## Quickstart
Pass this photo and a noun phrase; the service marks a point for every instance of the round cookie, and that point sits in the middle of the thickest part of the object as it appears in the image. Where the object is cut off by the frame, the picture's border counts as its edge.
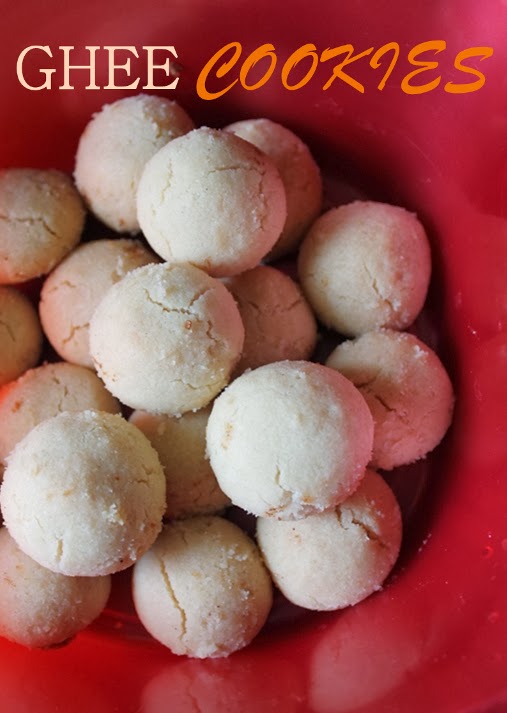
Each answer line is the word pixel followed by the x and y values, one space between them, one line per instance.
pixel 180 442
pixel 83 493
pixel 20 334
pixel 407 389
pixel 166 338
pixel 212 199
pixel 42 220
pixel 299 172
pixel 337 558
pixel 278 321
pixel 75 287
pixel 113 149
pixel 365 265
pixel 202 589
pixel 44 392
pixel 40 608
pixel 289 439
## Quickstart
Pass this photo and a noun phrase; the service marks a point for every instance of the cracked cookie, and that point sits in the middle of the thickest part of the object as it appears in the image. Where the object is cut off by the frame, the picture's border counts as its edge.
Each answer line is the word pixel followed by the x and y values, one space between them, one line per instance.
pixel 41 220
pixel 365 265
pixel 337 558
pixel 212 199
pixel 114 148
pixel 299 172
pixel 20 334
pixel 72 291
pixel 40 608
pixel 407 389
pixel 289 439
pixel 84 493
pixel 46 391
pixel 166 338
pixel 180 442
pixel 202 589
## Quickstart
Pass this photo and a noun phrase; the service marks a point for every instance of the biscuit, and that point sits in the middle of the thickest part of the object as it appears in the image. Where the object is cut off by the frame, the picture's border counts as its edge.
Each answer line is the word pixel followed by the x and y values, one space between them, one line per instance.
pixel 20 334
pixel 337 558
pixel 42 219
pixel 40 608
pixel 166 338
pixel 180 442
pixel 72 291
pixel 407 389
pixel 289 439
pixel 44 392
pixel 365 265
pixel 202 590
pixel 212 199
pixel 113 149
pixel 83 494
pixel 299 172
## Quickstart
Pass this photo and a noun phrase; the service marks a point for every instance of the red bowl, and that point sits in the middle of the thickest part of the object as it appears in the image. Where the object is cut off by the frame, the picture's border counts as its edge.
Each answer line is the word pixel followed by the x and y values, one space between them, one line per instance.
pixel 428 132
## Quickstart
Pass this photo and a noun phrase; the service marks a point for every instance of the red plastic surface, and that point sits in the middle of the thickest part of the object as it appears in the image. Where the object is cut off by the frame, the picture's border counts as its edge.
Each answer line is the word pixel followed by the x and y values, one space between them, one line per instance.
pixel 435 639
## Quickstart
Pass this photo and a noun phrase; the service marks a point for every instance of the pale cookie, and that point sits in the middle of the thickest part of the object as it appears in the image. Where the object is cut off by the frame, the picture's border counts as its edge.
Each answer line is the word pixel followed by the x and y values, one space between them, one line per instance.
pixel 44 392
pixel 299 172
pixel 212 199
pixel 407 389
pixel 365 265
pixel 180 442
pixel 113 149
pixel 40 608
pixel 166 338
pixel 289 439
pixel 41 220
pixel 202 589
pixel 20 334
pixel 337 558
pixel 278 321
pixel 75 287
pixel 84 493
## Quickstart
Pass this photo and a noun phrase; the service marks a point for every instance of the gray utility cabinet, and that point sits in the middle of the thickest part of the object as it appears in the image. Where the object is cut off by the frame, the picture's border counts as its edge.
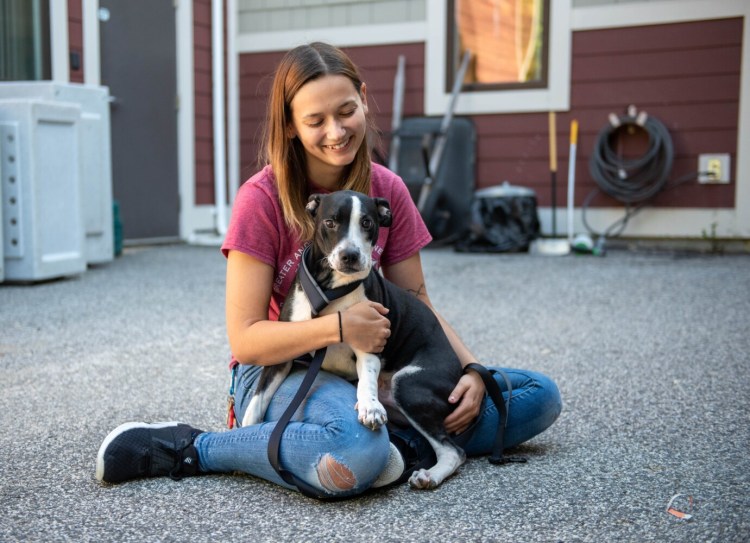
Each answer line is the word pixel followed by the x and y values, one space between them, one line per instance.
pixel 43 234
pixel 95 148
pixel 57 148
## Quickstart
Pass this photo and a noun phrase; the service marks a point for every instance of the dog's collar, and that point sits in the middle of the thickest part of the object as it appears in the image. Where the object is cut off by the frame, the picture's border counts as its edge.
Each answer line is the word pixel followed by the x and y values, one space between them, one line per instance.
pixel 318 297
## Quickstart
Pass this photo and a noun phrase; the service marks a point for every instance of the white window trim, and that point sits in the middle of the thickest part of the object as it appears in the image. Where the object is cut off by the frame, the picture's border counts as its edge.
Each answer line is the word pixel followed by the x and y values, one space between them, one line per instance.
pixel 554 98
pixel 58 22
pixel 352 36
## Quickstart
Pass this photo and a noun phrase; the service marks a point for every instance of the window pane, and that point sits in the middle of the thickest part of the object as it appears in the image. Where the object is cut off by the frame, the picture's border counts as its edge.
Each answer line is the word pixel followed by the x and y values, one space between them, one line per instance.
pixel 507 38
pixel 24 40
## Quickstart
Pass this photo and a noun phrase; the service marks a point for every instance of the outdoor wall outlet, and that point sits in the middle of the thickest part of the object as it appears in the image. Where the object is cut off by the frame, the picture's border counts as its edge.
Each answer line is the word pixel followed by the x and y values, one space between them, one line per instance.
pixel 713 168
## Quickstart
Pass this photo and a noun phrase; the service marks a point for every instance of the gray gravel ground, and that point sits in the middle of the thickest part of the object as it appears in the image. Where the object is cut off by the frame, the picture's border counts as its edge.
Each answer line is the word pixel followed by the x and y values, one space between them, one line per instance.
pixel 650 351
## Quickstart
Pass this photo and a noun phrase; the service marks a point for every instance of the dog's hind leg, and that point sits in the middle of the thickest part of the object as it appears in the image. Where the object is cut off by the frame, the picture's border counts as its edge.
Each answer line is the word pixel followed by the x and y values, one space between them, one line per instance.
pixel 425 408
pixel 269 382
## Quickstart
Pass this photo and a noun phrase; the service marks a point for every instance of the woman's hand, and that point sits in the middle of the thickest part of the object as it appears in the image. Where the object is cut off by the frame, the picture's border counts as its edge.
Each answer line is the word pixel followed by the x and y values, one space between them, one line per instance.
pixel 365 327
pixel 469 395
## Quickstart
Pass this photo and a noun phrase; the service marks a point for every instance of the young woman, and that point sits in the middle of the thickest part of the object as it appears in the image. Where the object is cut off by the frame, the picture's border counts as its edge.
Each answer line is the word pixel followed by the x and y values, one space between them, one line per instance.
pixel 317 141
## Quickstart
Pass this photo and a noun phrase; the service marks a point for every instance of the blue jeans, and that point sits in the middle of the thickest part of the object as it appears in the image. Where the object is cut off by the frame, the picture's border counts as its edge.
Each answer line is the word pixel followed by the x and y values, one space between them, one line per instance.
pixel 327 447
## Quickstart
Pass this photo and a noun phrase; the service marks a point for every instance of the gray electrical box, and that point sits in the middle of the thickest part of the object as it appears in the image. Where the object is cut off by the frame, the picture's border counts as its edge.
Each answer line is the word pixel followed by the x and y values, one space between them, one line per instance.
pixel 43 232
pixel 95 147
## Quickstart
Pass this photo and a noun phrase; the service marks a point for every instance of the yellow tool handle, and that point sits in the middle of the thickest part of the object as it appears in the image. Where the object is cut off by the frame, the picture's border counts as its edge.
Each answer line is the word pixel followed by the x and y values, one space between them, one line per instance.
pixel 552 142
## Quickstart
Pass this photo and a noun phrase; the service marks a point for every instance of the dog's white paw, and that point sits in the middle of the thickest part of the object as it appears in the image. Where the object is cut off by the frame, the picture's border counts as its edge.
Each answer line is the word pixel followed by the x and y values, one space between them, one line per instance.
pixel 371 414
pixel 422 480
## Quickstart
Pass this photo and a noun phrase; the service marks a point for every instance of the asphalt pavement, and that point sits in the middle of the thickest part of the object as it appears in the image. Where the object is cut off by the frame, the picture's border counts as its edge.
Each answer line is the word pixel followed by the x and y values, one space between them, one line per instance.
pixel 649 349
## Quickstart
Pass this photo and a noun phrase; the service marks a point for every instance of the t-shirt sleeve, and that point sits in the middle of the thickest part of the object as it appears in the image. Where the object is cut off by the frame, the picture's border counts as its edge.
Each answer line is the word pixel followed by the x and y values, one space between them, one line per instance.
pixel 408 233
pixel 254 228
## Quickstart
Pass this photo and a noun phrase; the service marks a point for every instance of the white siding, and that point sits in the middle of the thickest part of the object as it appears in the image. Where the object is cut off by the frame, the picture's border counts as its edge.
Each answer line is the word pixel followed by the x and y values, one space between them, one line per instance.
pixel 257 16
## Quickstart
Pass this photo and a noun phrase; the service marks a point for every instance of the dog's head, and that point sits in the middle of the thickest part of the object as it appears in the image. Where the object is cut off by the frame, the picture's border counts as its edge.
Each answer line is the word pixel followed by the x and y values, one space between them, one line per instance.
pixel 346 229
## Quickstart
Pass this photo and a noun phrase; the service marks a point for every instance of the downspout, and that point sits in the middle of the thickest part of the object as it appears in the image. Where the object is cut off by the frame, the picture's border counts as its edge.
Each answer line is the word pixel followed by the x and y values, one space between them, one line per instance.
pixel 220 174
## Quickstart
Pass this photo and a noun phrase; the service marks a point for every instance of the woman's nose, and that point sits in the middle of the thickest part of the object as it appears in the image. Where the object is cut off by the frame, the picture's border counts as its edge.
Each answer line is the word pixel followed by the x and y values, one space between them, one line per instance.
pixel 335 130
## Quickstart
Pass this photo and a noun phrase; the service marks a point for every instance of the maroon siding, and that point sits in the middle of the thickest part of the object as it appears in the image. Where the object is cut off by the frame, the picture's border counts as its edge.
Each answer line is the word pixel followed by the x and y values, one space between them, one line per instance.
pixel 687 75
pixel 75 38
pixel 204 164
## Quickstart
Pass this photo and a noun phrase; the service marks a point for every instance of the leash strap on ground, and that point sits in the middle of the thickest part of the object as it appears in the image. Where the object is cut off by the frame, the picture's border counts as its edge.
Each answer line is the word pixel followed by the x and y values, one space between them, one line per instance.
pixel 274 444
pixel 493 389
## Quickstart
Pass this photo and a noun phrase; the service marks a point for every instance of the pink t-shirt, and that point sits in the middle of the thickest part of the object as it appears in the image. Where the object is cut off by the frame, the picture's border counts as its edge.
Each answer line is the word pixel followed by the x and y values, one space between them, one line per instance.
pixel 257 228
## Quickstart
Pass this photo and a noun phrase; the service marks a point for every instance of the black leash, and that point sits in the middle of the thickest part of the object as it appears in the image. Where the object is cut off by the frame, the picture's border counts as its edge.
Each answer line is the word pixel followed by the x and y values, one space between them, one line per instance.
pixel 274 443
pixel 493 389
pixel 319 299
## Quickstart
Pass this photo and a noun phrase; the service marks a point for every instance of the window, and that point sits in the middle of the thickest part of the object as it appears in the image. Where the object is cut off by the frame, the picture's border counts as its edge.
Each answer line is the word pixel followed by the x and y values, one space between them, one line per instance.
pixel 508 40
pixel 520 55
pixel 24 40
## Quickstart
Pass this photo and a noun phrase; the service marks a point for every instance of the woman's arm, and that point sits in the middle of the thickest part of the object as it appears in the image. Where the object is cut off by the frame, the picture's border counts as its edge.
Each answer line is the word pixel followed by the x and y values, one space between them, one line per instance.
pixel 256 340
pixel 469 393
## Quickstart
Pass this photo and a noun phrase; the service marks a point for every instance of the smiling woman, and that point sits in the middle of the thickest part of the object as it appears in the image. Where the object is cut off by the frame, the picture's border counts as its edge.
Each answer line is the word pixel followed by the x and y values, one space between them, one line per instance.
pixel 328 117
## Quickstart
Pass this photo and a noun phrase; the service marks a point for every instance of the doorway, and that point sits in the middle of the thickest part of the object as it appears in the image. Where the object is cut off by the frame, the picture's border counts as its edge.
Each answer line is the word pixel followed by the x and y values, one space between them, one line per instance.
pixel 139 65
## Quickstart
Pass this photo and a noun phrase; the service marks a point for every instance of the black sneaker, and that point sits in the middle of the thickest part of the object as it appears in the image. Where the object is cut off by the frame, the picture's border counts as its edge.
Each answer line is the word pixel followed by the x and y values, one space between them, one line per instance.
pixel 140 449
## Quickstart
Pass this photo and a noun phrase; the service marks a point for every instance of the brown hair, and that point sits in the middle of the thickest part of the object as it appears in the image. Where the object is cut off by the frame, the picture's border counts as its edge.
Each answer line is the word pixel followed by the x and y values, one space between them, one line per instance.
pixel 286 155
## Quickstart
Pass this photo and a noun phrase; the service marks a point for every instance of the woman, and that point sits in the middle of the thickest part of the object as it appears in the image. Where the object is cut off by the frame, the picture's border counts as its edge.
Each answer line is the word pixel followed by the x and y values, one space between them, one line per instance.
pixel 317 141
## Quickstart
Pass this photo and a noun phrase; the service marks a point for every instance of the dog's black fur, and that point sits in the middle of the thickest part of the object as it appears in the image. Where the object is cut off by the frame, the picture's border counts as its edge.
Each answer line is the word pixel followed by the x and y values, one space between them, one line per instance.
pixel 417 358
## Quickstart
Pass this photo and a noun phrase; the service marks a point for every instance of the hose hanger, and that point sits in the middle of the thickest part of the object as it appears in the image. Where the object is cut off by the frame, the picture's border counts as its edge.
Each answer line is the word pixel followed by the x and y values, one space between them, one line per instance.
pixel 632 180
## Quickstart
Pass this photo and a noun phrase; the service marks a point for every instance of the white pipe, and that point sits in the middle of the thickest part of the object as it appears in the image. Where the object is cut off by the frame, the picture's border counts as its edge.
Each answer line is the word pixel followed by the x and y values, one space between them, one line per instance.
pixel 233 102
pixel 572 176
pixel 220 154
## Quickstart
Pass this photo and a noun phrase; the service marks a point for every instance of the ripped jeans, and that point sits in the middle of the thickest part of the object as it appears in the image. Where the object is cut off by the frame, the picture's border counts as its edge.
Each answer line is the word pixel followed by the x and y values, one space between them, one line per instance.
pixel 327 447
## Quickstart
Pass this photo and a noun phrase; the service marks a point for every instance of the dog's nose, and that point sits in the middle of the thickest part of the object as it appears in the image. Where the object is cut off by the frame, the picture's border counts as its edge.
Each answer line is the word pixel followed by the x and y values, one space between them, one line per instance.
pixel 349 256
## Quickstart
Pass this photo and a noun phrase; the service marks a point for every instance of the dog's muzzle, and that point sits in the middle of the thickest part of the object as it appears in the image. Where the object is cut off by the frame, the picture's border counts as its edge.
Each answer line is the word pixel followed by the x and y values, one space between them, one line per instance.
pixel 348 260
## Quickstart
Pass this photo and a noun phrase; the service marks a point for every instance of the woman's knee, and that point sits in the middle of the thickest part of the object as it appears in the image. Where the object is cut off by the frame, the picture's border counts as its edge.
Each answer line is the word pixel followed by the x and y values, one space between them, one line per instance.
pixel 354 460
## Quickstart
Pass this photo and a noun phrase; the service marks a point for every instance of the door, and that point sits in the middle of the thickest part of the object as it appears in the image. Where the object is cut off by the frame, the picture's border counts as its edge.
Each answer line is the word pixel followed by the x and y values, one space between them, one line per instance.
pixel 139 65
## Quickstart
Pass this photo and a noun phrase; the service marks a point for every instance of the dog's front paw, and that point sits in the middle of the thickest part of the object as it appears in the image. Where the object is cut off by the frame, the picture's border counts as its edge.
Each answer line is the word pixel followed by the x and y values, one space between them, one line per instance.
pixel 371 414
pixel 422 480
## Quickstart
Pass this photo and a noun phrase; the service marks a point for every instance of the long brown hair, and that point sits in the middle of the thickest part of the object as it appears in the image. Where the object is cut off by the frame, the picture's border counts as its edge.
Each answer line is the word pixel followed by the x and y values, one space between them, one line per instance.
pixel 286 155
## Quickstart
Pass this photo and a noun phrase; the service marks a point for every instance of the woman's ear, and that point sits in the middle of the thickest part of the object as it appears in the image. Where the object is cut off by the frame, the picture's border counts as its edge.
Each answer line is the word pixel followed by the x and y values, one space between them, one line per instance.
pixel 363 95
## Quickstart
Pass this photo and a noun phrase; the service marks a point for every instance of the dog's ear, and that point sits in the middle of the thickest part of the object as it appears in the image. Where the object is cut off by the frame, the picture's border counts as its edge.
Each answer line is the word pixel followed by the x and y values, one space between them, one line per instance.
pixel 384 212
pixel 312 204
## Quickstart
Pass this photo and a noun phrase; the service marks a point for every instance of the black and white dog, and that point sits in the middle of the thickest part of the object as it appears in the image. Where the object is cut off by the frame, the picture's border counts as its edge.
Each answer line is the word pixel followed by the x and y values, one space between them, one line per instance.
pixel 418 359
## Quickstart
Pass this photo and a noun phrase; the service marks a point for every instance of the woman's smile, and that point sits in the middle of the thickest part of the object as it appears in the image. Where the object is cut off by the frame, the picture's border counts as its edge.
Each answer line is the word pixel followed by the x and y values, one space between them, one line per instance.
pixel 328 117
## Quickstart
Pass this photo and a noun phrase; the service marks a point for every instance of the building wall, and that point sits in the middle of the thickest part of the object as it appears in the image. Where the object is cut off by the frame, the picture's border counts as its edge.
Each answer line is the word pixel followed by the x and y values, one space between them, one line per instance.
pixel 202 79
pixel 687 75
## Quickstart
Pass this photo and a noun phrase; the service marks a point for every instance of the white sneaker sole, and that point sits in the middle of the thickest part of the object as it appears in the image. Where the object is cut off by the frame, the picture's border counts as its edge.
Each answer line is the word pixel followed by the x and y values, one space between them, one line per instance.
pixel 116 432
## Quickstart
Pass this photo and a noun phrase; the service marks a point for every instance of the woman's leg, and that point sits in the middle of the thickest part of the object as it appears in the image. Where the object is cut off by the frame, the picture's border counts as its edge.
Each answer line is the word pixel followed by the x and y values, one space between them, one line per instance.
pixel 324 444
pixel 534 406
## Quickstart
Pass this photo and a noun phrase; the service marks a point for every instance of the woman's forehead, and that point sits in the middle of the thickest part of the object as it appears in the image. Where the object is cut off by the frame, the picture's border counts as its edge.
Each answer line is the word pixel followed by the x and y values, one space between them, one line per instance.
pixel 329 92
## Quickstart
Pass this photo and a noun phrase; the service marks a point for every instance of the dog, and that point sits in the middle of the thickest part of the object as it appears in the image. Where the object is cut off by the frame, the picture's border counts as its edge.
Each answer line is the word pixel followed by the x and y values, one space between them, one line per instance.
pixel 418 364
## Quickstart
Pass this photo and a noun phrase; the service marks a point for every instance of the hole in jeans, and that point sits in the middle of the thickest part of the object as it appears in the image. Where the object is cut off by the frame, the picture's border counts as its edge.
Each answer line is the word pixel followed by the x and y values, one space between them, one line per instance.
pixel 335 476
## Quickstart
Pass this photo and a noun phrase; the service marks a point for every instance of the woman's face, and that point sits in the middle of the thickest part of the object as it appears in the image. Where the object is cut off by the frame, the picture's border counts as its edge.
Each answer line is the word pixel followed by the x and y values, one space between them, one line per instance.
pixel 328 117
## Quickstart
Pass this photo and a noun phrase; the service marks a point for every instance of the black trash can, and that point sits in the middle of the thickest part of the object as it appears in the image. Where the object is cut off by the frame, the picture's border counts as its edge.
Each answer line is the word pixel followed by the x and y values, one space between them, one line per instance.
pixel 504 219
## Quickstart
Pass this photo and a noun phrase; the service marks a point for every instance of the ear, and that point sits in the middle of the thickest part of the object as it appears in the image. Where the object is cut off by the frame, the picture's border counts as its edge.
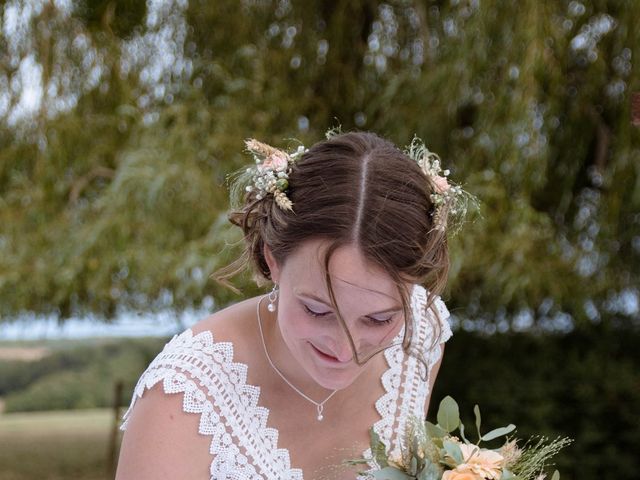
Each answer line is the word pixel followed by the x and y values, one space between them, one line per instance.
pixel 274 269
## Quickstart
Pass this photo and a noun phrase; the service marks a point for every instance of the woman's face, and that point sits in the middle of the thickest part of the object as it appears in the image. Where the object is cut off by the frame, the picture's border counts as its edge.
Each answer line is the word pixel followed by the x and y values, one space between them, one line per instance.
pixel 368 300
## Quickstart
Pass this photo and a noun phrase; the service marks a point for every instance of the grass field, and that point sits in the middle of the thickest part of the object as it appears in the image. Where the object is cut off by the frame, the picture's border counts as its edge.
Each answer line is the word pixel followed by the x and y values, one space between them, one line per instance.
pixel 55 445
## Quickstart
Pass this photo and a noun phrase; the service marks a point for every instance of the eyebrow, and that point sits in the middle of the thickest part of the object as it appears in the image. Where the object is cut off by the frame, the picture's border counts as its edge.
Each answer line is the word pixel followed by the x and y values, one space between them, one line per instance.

--------------------------------------------------

▸ **Instructions for the task**
Copy out every line in the listing above that contains the string "leash". Match it with letter case exactly as given.

▸ **Answer to the exercise**
Pass this photo and a noun phrase; the service marks a point for every instance of the leash strap on ground, and that point sits in the middle of the thickest part of the object as it appears in the image. Where the object is cut off by the frame, the picture's border counts as its edge.
Pass this photo and a noun phrase; the service marks a point for every instance of the black leash, and that point sits in the middle of the thickest part of the object as it appears in the image. Where the object is cut off by the frame, the picture's border counts as its edge.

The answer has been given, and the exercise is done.